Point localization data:
************
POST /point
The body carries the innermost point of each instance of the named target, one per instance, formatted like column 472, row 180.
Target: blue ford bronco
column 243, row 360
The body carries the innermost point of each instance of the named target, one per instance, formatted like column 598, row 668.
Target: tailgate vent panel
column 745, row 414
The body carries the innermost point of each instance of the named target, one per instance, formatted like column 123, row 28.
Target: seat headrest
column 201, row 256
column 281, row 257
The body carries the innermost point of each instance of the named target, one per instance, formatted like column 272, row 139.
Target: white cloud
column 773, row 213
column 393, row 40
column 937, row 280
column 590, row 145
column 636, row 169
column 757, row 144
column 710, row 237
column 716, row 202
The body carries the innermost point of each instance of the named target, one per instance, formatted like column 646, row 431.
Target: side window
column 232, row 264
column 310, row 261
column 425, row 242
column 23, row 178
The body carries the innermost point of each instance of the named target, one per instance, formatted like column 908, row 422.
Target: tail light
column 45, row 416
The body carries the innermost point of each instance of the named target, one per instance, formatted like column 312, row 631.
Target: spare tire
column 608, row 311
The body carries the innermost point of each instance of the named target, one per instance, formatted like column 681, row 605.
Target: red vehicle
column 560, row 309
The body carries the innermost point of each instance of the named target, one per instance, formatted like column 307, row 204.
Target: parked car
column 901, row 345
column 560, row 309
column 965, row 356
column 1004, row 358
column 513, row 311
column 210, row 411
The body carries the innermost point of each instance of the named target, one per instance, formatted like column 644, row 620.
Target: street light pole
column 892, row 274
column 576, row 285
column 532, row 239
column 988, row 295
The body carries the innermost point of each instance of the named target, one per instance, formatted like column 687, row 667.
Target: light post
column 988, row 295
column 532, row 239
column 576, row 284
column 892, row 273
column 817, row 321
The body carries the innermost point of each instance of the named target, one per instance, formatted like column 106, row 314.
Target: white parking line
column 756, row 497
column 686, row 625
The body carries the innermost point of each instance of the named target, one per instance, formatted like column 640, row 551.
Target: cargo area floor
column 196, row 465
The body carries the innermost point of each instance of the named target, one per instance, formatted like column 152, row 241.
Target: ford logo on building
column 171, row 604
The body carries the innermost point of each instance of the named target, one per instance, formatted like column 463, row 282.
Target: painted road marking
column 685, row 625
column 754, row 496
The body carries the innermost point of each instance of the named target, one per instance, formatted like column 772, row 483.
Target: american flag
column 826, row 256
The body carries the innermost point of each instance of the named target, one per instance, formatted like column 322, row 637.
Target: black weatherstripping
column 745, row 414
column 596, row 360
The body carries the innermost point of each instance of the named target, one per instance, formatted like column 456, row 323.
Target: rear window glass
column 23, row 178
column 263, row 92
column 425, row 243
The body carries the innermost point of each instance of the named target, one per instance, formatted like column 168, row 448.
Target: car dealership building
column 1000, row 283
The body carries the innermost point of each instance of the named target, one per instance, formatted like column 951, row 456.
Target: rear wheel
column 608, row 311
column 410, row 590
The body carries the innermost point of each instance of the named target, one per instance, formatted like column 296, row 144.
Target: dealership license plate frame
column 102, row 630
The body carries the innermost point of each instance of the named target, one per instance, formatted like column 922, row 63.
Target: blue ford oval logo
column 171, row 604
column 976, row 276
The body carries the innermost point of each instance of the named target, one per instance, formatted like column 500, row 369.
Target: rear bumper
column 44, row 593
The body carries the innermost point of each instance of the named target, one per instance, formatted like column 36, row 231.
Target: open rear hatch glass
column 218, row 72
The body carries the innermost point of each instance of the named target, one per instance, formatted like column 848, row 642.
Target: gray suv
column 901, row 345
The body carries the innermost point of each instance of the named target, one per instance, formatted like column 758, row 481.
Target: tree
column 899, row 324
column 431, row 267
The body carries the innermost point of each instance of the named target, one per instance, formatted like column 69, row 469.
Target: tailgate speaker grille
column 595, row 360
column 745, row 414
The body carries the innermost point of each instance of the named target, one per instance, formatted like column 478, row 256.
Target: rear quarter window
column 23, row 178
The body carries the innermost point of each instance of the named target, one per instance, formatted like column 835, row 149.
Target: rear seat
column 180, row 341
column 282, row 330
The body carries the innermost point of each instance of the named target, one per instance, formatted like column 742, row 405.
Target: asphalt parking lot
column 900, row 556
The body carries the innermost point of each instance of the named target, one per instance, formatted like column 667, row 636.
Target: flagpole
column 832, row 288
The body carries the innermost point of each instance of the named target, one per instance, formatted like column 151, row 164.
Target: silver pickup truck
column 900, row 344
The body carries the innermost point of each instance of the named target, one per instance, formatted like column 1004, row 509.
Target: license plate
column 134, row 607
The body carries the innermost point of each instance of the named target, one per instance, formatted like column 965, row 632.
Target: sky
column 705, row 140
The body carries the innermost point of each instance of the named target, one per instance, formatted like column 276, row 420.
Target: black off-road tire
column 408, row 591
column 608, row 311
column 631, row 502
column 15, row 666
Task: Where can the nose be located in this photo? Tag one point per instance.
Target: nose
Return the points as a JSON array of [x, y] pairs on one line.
************
Of the lines above, retype only those from the line containing "Target: street light pole" through the line containing "687, row 667.", including both, exactly.

Target: street light pole
column 892, row 274
column 576, row 285
column 532, row 239
column 988, row 295
The body carries the innermost point of each instance of the named target, one per instance, formatted like column 687, row 667.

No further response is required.